Question Period Note: 1 800 O-CANADA SERVICE

About

Reference number:
FCSD_june2023_015
Date received:
Jun 28, 2023
Organization:
Employment and Social Development Canada
Name of Minister:
Gould, Karina (Hon.)
Title of Minister:
Minister of Families, Children and Social Development

Issue/Question:

What can Canadians expect from 1 800 O-Canada post COVID-19?

Suggested Response:

1 800 O-Canada ensures that Canadians receive the information that they require and that they can access the benefits to which they are entitled. The service also provides an alternate option to clients who are unable to access Canada.ca or who require assistance.

During COVID-19, it provided Canadians with answers to specific questions about the Government’s pandemic response. Call volumes and call duration increased and continue with little indication of reducing. This in turn drives the extra service delivery officer capacity and infrastructure requirements for the program and a structural deficit.

Based on the funding available in Budget 2023 to meet the anticipated demand over the years to come, the department is looking at the various funding options available.

Background:

The history of 1 800 O-Canada is rooted in service delivery excellence. It has a long tradition of developing and enhancing best practices, standards and operational efficiencies

The services are supported by a comprehensive knowledge repository that service delivery officers can easily consult when answering calls from the public. Standards of service delivery excellence ensure accessibility (for 1 800 O-Canada hours of operation are 8:00 a.m. to 5:00 p.m. callers’ local time; abandonment rates of less than 5%; the easily recognizable number allows for effective branding and a high recall factor) and high quality (thorough needs assessment, effective call handling procedures, meeting courtesy and professionalism criteria are met, measuring accuracy and completeness of information are measured).

The program is quickly scalable up and down based on volume trends and funds availability:

The existing call centre information technology (IT) infrastructure managed by the Department in collaboration with Shared Services Canada is fully scalable.

The Department has a contract in place with a private sector service provider (Gatestone & Co Inc. since May 2020) that can increase the number of call centre officers and the workstations capacity on demand.

Adaptability and responsiveness to changing needs and demands is also achieved by analyzing service usage statistics and client feedback to better understand the general public’s information needs, as well as making continuous information holding enhancements to meet caller expectations.

During the pandemic, Canadians increasingly turned to government programs and services such as 1 800 O-Canada to access support and authoritative information.

#### WHAT YOU SHOULD DO
What comes next in the Question Period note on the 1 800 O-Canada service? Continue it from its final sentence.

#### THE DATA
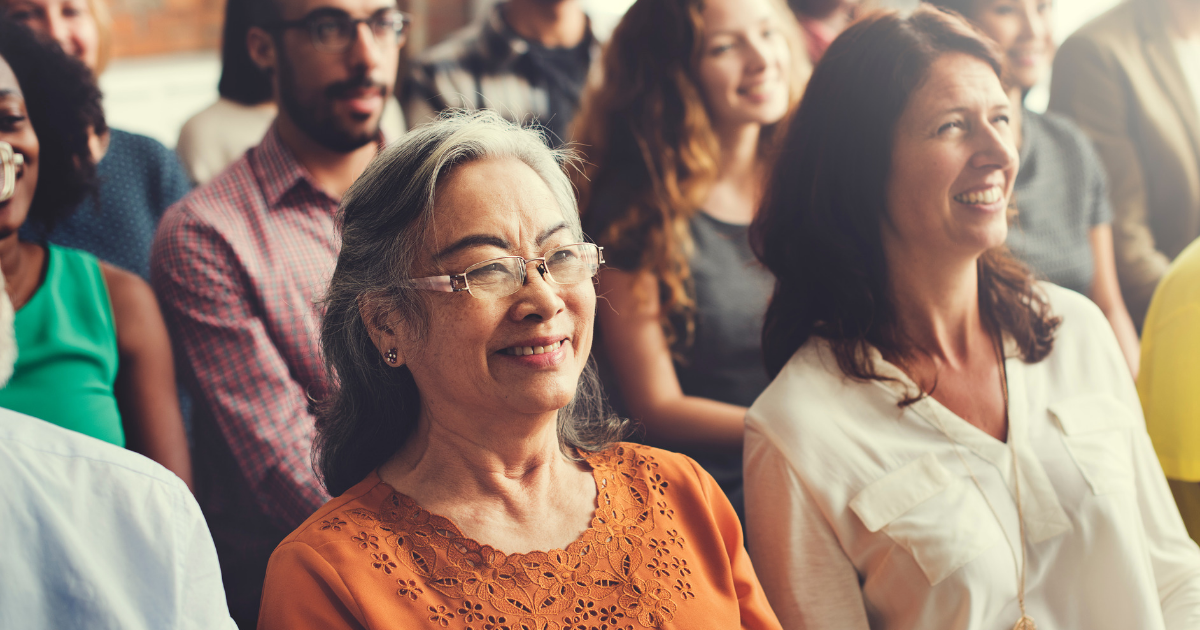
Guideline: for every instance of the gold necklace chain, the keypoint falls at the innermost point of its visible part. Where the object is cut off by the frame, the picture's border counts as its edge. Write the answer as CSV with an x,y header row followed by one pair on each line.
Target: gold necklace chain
x,y
1025,622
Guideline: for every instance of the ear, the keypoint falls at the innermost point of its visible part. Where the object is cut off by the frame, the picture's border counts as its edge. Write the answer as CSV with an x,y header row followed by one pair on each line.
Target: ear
x,y
262,51
385,327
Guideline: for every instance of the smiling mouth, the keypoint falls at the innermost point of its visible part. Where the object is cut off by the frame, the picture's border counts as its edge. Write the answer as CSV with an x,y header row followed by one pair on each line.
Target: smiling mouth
x,y
989,196
526,351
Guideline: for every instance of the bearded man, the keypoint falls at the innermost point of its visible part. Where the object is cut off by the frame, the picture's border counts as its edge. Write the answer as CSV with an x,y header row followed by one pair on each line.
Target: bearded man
x,y
240,263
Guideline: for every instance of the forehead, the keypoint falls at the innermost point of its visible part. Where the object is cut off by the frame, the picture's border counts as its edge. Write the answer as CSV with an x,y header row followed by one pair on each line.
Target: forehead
x,y
502,197
736,15
299,9
958,79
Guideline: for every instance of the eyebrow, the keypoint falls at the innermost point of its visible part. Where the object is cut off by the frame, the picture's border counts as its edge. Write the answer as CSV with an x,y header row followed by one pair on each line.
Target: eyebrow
x,y
479,240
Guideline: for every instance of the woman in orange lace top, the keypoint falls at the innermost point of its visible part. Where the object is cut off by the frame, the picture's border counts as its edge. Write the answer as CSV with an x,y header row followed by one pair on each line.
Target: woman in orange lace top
x,y
479,479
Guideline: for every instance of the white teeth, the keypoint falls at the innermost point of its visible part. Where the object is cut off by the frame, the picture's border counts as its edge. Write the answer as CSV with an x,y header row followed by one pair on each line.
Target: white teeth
x,y
985,197
526,351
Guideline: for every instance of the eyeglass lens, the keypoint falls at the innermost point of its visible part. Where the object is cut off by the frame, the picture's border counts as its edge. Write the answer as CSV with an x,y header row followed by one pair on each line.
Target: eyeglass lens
x,y
337,33
503,276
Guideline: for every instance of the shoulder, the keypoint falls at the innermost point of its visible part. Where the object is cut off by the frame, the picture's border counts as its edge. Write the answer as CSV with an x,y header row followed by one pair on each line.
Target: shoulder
x,y
143,149
46,454
1080,316
360,505
1060,130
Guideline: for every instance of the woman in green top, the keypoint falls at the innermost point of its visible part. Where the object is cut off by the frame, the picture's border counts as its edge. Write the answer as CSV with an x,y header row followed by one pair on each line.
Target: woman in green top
x,y
93,349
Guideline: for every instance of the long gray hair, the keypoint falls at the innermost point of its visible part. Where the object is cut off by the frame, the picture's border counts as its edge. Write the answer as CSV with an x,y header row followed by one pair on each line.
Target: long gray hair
x,y
372,408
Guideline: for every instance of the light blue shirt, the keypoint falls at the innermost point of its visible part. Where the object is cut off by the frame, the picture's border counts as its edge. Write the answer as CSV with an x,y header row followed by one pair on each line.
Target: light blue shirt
x,y
93,535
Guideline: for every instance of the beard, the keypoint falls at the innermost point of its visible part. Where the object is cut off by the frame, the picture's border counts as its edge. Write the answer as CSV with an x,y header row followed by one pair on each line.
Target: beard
x,y
315,115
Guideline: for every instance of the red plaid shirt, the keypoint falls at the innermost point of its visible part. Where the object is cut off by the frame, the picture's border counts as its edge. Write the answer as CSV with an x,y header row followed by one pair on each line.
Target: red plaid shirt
x,y
238,267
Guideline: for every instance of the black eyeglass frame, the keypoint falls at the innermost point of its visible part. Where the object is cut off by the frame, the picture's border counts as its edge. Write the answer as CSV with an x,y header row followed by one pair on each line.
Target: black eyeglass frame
x,y
309,23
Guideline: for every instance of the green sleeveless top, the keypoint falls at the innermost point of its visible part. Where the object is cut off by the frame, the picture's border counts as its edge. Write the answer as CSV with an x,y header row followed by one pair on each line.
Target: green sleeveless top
x,y
66,349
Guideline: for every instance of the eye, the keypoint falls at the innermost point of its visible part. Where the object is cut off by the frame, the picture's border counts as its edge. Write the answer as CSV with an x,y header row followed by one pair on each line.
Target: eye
x,y
948,126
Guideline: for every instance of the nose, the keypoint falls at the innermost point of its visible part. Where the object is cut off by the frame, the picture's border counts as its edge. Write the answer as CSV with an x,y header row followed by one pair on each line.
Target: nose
x,y
995,149
538,298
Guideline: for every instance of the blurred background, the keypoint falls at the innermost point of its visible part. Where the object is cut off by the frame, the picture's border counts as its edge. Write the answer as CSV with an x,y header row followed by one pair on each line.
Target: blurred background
x,y
167,54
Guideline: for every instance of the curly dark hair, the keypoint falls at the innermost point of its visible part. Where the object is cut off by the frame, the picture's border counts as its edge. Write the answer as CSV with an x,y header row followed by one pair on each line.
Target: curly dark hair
x,y
64,103
820,227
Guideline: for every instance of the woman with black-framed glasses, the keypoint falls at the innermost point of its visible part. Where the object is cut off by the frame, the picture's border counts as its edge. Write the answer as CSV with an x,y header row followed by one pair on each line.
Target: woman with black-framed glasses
x,y
478,474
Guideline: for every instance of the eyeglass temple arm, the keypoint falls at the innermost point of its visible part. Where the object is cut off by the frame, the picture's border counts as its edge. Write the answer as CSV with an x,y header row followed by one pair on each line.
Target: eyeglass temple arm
x,y
443,283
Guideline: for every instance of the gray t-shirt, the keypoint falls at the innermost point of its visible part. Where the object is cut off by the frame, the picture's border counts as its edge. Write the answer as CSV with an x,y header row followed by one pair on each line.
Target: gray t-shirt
x,y
1061,195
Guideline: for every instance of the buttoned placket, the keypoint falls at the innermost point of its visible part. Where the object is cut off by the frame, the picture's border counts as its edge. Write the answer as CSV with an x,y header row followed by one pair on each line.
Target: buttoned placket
x,y
1044,515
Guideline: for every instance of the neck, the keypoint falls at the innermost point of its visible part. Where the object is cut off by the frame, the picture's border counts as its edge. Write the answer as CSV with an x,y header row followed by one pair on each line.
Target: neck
x,y
1017,97
739,149
334,171
462,457
936,303
733,197
551,23
1185,16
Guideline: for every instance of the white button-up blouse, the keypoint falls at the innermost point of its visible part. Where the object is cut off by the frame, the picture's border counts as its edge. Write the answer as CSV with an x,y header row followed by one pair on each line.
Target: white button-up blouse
x,y
861,514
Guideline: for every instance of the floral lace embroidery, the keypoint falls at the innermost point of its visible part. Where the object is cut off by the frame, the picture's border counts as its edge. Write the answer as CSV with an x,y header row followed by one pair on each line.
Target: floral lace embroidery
x,y
559,589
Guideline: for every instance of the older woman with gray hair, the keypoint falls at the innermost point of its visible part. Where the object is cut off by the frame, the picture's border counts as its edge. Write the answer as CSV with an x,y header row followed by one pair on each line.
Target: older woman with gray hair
x,y
478,474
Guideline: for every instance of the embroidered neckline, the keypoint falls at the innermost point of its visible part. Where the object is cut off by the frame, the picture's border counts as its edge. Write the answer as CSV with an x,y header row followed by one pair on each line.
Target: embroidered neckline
x,y
622,559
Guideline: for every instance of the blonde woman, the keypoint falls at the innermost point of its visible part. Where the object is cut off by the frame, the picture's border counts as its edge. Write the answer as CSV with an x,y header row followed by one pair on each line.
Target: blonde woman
x,y
678,138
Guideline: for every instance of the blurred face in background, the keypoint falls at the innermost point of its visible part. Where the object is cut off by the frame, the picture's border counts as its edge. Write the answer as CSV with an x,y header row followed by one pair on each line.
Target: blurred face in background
x,y
69,22
1024,31
18,131
336,97
745,63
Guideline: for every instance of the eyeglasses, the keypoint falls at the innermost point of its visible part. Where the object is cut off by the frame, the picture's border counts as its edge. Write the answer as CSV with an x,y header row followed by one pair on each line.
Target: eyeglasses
x,y
498,277
334,30
10,161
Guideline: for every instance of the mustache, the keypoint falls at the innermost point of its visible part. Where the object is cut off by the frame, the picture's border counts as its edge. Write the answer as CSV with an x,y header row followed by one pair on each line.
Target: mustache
x,y
345,89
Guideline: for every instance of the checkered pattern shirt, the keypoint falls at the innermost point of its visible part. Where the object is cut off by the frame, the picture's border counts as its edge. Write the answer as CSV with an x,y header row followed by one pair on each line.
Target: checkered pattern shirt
x,y
238,265
487,65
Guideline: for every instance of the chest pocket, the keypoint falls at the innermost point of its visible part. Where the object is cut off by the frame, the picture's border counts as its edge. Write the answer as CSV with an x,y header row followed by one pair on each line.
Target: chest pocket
x,y
941,520
1097,431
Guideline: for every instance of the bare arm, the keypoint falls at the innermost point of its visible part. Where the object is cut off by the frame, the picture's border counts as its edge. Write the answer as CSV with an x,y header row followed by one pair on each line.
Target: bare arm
x,y
637,349
145,378
1107,294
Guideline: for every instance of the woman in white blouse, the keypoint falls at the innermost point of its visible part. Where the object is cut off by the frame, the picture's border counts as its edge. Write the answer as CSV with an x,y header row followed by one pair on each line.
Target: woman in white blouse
x,y
946,443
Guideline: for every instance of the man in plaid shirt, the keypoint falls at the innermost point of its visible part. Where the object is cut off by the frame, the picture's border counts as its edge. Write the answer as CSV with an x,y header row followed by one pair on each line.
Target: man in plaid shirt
x,y
240,263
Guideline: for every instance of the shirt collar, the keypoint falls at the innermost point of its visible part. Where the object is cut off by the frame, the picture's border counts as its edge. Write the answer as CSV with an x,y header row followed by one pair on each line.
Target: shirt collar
x,y
1044,515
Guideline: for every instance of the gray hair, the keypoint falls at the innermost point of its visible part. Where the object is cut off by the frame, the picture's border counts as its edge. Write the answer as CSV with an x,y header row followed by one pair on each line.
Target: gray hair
x,y
372,408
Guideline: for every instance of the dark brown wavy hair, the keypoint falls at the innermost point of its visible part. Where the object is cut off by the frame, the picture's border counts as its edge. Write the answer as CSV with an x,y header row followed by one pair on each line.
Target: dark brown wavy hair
x,y
648,143
820,227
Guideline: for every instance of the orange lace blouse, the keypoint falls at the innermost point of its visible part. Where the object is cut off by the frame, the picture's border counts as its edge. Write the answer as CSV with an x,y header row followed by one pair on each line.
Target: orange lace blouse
x,y
663,551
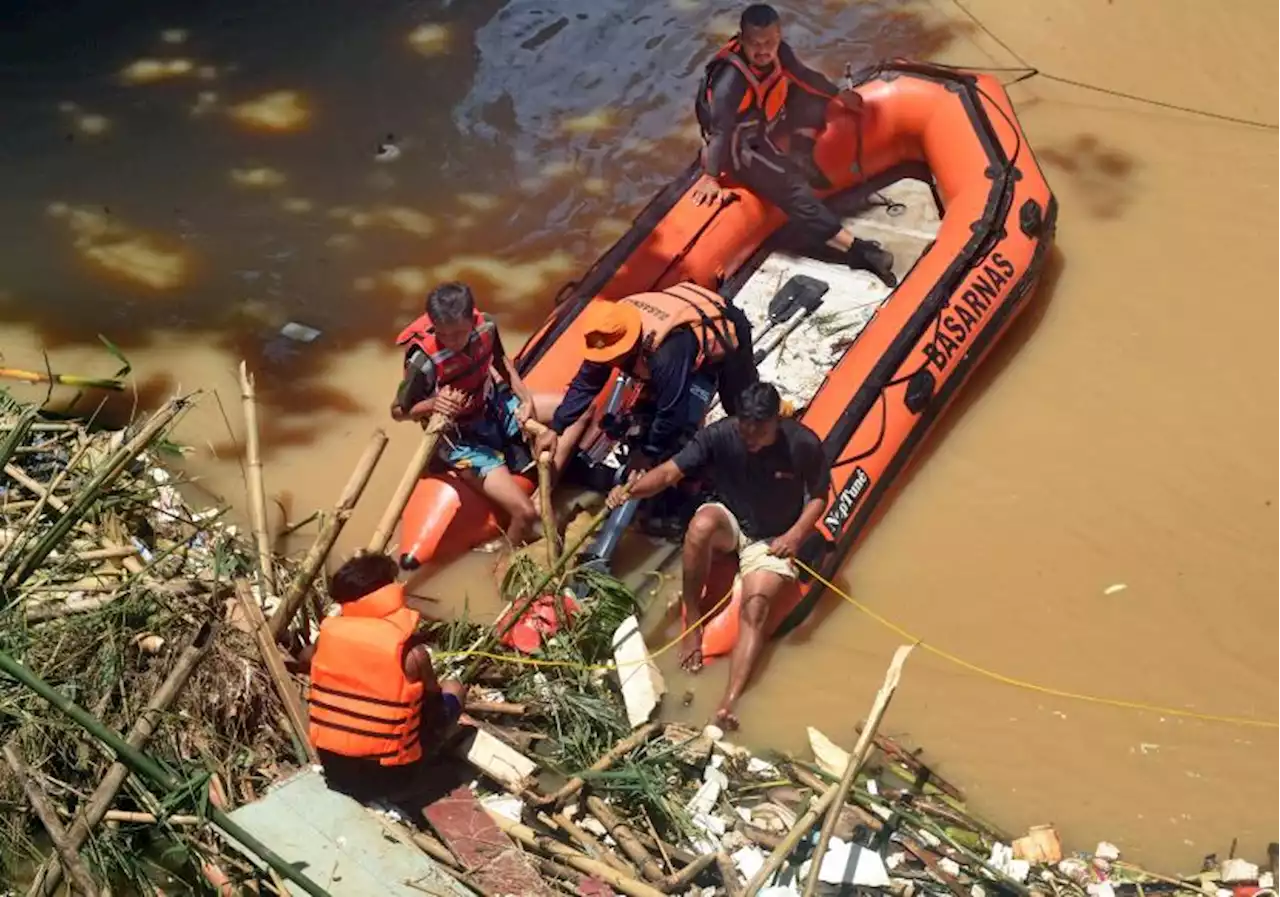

#### OUTPUT BELOW
The program can only meet its wait time standard of 80% of the calls answered in 18 seconds and its quality standard with the right level of funding to adjust its call centre officer capacity to forecasted demand. The program A base funding level for call centre officer capacity ($6.2M yearly) and other infrastructure costs ($0.7M) has not evolved since 2005 and only covers for up to 1.6M calls to the service per year when direct costs are indexed yearly and call volumes to 1 800 O Canada have skyrocketed. The Program needs ongoing service delivery officer capacity beyond the existing A base funding levels (+150 officers approximately) to meet the anticipated volume demand of 2M calls in FY23-24. Increased infrastructure costs commitments must also be covered.

The Budget 2023 provided partial funding for Canada.ca and 1 800 O- Canada services. Specifically, it provided a combined funding of $17.7M over five years for Canada.ca and 1 800 O-Canada

Additional Information:

The 1 800 O-Canada service provides a quick and bilingual access to up-to-date information on all Government of Canada programs, services, initiatives, and key priorities. It also supports the Government’s communication needs in crisis situations.

When compared to the pre pandemic level of demand, call volume has increased by 35% (1.6 million calls in 2018-2019 compared to 2.1 million calls in 2021-2022 and 2.2M calls in 2022-2023).

The growth in volume has begun to stabilize while remaining above 2 million calls annually when the program is only funded for a service delivery officer capacity of up to 1.6 million calls annually.

The 1 800 O-Canada’s published service accessibility target is to answer at least 80% of the call volume within 18 seconds. The yearly service standard has not been consistently met during COVID 19’s peak: 70% in 2018-2020, 62% in 2020-2021, 76% in 2021-2022.

In 2022-2023, the Department internally reallocated enough funds on a temporary basis to augment the service delivery officer capacity, and 1 800 O-Canada will meet the yearly service standard of 80%.

The qualitative standards evaluate information accuracy and completeness provided to callers. Year-to-date, the average result is 85.8%, also continuing to meet the 85% target.

Budget partial funding for 1 800 O-Canada to meet the wait time standards expected by Canadians: $7.2M over three years, including : $2.6M in 2023-2024 and $2.3M in both 2024-2025 and 2025-2026.